Votre tâche. Recopiez en entier, sans rien changer, le texte sur les mots employés autour des proches aidants.

Extrait du texte.

══════════════════════════════

D’un autre côté, cette volonté humaniste d’adoucir la réalité par un vocabulaire nuancé peut aussi tourner à… la langue de bois. Dès qu’on avance un peu sur un chemin de proche aidant, entouré de professionnels et/ou de bénévoles du terrain (aidants soignants, associations…), on est vite tenté de se réfugier dans leur gentil vocabulaire, leurs paroles empathiques, leur ré-assurance, car ce sont souvent nos seuls guides, bouées de sauvetage dans l’univers douloureux du deuil blanc. Dans une démarche d’éthique bienveillante centrée sur le patient, il est par exemple proposé en France de « remplacer le mot « neuro-dégénératif », chargé d’une terrible et douloureuse connotation d’inéluctabilité, par le mot « neuro-évolutif », porteur d’un sens plus proche de la réalité vécue par les personnes« . Cette terminologie n’a pas, à notre connaissance, d’équivalent international. Par contre, la terminologie de « proche aidant » fait elle-même l’objet d’une proposition spécifique à son équivalent anglophone dans le livre d’Emma Heming Willis. En effet, dans le monde anglo-saxon, on utilise la terminologie « care giver » indifféremment pour les proches aidants de la famille proche et les aidants professionnels, littéralement « donneurs de soin » au patient. Jugeant cette appellation trop vague au regard de son expérience d’épouse aidante, Emma Heming Willis propose dans son livre témoignage de se qualifier elle-même de « care partner« , littéralement « partenaire de soin« . Ces mots sont beaux, ils rassurent, ils nous rappellent que l’évolution d’une maladie neuro-dégénérative n’est pas linéaire (il y a parfois des améliorations temporaires) et que les proches restent un partenaire de vie au-delà du soin (avec encore de belles expériences à vivre). Mais ils ne doivent pas masquer la réalité de la souffrance émotionnelle des proches aidants qui font face au quotidien à des maladies et des partenariats qui évoluent globalement à sens unique… pour eux, parfois, il reste utile d’appeler un chat un chat! Et pour recentrer aussi des mots sur leurs maux à eux, les mots « deuil blanc » en français et « ambiguous loss » en anglais sont bien utiles.

══════════════════════════════

Données enregistrées
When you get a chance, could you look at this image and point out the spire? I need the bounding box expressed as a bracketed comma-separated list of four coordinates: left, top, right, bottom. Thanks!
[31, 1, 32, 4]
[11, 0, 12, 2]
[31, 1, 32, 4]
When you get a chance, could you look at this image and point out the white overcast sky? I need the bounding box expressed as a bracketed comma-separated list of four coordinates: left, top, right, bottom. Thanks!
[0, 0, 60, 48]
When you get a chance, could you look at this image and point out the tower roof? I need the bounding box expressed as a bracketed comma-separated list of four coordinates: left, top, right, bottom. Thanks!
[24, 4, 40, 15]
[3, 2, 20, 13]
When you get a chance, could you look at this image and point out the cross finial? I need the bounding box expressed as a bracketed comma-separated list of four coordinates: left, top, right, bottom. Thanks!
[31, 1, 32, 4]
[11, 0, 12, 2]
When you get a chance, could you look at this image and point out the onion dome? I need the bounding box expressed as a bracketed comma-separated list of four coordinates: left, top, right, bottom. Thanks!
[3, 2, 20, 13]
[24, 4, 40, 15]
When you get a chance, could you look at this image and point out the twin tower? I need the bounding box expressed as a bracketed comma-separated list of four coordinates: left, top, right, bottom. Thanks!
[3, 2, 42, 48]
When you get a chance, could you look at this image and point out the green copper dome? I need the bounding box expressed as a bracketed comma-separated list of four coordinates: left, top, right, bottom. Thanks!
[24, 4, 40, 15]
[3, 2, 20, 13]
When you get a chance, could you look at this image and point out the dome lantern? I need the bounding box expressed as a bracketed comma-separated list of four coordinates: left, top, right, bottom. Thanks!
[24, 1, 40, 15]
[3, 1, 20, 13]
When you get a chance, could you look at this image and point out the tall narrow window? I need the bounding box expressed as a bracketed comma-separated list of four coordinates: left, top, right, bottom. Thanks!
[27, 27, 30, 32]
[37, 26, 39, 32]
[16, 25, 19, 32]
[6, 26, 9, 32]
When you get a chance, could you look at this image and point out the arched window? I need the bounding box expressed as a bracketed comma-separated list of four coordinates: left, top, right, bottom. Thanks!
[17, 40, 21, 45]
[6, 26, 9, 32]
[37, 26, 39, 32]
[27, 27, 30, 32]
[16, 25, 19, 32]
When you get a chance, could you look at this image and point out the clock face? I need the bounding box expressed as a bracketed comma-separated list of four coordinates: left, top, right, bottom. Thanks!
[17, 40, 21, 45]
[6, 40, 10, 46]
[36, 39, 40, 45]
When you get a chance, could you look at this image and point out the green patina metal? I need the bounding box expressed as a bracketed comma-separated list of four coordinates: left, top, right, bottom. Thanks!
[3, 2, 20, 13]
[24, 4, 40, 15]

══════════════════════════════

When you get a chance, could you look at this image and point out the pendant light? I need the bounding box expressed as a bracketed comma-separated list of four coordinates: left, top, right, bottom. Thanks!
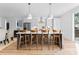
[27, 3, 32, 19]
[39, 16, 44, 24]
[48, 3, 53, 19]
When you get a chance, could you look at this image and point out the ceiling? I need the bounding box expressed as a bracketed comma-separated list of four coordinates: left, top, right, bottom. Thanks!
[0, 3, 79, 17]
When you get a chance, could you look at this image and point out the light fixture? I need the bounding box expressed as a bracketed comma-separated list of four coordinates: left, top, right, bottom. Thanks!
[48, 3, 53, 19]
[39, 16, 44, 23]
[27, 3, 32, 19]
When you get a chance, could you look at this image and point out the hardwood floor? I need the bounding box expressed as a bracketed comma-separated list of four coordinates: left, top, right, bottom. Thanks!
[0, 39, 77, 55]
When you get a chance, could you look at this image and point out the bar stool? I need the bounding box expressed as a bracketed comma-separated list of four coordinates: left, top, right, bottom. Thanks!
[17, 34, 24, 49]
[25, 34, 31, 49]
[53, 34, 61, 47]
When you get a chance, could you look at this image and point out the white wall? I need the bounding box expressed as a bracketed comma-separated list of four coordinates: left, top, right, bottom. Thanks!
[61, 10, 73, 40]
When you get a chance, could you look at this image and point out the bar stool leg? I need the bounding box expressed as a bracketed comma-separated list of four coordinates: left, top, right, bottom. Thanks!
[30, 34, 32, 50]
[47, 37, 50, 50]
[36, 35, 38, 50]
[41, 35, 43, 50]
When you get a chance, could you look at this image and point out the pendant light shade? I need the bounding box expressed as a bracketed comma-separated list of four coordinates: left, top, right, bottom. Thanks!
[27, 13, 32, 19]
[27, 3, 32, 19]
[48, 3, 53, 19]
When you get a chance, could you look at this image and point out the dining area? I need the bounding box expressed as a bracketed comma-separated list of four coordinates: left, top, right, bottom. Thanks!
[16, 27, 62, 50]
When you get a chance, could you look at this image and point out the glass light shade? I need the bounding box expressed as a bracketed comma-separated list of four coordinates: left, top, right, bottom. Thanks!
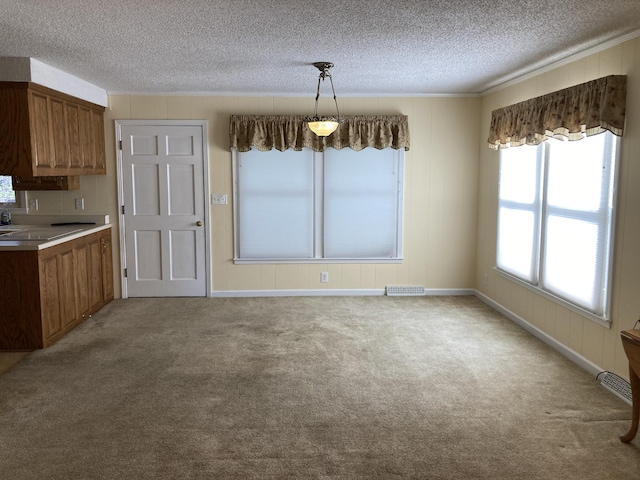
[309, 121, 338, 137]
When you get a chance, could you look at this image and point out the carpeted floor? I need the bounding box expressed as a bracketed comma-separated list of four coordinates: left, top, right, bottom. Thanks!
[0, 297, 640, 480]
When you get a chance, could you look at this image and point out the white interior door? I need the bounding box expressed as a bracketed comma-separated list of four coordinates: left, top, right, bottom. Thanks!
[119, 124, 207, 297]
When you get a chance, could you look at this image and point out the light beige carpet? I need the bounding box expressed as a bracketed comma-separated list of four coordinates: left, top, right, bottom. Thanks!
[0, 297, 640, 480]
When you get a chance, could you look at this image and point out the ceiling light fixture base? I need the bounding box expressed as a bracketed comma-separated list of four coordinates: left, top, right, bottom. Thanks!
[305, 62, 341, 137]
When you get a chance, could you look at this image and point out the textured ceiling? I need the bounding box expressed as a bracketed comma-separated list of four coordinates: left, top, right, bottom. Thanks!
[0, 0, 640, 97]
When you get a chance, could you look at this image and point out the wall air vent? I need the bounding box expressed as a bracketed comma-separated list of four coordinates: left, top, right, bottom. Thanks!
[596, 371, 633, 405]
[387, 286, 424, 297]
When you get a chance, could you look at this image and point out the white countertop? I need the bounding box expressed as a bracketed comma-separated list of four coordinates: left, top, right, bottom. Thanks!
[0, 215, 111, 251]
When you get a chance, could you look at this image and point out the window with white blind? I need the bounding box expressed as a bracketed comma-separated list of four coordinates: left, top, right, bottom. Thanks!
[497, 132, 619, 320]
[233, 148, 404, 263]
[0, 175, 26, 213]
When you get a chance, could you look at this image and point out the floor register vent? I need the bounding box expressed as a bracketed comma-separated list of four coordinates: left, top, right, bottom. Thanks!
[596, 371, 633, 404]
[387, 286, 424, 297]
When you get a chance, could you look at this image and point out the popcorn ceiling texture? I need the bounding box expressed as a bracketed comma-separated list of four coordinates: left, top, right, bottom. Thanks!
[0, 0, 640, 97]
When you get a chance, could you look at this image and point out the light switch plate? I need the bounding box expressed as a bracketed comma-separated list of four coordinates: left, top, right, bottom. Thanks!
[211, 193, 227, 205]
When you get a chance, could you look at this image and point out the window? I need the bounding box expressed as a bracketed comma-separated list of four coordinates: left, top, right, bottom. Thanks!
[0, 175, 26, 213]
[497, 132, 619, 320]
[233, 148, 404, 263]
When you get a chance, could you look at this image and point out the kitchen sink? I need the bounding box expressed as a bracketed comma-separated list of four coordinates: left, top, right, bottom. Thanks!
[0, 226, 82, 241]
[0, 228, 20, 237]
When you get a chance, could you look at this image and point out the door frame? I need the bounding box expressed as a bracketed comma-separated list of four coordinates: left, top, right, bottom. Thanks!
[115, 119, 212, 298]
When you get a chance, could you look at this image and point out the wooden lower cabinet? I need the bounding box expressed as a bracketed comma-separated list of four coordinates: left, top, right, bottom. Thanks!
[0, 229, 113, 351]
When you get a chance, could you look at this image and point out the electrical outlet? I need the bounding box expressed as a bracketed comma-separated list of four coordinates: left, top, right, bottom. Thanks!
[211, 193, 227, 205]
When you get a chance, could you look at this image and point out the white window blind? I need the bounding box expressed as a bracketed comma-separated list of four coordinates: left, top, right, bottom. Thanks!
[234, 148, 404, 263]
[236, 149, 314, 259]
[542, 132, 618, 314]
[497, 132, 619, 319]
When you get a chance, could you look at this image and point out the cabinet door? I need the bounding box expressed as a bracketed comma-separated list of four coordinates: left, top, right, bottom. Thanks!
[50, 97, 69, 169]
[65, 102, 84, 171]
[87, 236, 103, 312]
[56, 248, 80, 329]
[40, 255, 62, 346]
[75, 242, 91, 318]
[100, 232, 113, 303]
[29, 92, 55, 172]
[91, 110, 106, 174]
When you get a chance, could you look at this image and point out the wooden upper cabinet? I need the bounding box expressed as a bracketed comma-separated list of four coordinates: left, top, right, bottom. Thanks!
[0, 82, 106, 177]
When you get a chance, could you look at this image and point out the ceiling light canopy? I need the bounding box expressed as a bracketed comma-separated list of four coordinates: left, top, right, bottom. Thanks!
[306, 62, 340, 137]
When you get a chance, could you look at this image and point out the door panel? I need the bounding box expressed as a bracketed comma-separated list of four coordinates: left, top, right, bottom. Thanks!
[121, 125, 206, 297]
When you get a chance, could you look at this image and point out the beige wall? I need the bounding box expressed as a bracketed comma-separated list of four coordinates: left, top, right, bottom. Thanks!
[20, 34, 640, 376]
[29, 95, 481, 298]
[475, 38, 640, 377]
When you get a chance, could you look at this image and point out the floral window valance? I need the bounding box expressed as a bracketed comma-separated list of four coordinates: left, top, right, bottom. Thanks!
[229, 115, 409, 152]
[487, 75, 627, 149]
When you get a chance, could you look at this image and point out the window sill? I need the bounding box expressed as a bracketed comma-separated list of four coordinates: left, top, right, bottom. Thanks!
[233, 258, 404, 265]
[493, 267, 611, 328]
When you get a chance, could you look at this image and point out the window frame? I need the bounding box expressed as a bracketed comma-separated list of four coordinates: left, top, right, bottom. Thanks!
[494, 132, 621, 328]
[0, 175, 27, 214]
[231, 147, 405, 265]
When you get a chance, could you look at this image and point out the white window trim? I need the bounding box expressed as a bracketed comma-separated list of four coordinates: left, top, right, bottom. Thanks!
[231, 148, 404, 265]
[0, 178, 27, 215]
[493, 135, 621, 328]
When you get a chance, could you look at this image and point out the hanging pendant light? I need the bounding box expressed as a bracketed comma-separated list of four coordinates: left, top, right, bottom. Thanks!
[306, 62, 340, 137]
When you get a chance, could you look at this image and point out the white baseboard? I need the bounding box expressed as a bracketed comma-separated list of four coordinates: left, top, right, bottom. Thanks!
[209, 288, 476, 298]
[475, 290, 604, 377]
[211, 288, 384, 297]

══════════════════════════════

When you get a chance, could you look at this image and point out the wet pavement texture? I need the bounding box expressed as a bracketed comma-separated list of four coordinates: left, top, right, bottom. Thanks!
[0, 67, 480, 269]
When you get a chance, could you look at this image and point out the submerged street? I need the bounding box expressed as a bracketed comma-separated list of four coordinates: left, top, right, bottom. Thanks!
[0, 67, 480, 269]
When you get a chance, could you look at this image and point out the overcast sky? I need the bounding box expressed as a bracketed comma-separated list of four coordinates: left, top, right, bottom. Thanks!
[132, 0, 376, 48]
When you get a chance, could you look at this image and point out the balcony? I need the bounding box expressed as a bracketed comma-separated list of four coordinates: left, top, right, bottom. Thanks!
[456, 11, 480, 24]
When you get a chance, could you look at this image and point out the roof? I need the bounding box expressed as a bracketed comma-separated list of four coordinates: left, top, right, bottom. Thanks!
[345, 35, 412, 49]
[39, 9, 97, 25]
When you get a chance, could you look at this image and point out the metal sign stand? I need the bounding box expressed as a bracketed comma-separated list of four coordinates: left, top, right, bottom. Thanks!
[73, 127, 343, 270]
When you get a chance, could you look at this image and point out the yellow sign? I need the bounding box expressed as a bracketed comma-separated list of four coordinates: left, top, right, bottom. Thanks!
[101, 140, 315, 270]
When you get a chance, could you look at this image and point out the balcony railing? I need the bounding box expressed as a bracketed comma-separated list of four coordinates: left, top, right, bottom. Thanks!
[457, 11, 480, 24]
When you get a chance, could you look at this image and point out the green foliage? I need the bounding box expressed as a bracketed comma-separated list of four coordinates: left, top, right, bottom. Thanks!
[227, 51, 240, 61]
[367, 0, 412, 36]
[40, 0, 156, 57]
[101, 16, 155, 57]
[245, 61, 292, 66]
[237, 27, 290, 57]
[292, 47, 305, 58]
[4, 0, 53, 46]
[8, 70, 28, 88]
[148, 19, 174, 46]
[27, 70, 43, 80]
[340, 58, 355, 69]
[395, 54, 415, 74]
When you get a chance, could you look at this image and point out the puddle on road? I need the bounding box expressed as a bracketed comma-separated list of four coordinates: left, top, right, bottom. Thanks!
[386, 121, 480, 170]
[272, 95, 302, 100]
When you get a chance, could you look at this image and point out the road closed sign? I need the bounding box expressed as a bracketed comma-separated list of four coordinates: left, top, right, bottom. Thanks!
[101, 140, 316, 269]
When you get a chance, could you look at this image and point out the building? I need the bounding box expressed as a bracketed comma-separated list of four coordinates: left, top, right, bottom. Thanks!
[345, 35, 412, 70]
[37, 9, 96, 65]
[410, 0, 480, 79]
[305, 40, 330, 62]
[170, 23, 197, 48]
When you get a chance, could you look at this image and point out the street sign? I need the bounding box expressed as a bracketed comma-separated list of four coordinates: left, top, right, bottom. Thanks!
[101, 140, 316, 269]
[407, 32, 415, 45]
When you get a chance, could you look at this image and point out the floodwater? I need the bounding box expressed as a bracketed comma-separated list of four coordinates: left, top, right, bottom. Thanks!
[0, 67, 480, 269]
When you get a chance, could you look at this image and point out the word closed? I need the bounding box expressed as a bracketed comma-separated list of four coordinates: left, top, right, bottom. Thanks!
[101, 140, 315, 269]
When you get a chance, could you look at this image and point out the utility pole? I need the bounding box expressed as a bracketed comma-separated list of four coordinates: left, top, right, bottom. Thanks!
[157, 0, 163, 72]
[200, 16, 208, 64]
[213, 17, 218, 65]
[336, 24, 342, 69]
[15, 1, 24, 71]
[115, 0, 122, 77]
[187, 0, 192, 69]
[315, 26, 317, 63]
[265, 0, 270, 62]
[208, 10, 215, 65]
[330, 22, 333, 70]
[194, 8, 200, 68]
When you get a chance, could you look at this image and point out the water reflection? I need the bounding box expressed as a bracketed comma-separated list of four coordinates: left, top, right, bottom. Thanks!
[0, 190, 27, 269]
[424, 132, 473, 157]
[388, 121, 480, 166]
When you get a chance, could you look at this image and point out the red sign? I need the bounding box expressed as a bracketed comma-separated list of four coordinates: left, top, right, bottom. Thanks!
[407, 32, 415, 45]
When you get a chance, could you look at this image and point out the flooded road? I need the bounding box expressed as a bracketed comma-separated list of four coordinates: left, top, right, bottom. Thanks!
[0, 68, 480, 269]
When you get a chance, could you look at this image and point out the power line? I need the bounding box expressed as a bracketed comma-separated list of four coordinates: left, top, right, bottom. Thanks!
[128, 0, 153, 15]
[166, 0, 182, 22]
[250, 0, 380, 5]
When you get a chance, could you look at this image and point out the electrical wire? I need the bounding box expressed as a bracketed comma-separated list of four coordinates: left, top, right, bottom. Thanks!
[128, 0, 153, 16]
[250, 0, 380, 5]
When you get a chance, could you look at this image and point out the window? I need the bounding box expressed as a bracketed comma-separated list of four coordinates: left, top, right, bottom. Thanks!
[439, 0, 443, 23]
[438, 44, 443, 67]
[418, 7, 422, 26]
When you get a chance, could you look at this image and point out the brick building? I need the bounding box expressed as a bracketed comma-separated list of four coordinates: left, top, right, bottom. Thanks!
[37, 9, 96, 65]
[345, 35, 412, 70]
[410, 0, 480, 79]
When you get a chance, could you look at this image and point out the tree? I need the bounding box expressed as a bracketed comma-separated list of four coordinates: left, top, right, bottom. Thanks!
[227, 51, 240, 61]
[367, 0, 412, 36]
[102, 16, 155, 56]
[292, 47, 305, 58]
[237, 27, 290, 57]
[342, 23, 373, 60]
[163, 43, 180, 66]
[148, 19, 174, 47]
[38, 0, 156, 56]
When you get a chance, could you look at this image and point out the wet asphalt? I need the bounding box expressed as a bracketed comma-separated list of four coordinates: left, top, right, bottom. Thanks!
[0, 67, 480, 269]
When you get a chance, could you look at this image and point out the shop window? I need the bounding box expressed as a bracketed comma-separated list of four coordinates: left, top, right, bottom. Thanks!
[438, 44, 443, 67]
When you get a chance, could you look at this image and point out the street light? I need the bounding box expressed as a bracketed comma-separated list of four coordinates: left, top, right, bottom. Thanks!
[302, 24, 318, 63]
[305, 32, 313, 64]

══════════════════════════════

Réponse.
D’un autre côté, cette volonté humaniste d’adoucir la réalité par un vocabulaire nuancé peut aussi tourner à… la langue de bois. Dès qu’on avance un peu sur un chemin de proche aidant, entouré de professionnels et/ou de bénévoles du terrain (aidants soignants, associations…), on est vite tenté de se réfugier dans leur gentil vocabulaire, leurs paroles empathiques, leur ré-assurance, car ce sont souvent nos seuls guides, bouées de sauvetage dans l’univers douloureux du deuil blanc. Dans une démarche d’éthique bienveillante centrée sur le patient, il est par exemple proposé en France de « remplacer le mot « neuro-dégénératif », chargé d’une terrible et douloureuse connotation d’inéluctabilité, par le mot « neuro-évolutif », porteur d’un sens plus proche de la réalité vécue par les personnes« . Cette terminologie n’a pas, à notre connaissance, d’équivalent international. Par contre, la terminologie de « proche aidant » fait elle-même l’objet d’une proposition spécifique à son équivalent anglophone dans le livre d’Emma Heming Willis. En effet, dans le monde anglo-saxon, on utilise la terminologie « care giver » indifféremment pour les proches aidants de la famille proche et les aidants professionnels, littéralement « donneurs de soin » au patient. Jugeant cette appellation trop vague au regard de son expérience d’épouse aidante, Emma Heming Willis propose dans son livre témoignage de se qualifier elle-même de « care partner« , littéralement « partenaire de soin« . Ces mots sont beaux, ils rassurent, ils nous rappellent que l’évolution d’une maladie neuro-dégénérative n’est pas linéaire (il y a parfois des améliorations temporaires) et que les proches restent un partenaire de vie au-delà du soin (avec encore de belles expériences à vivre). Mais ils ne doivent pas masquer la réalité de la souffrance émotionnelle des proches aidants qui font face au quotidien à des maladies et des partenariats qui évoluent globalement à sens unique… pour eux, parfois, il reste utile d’appeler un chat un chat! Et pour recentrer aussi des mots sur leurs maux à eux, les mots « deuil blanc » en français et « ambiguous loss » en anglais sont bien utiles.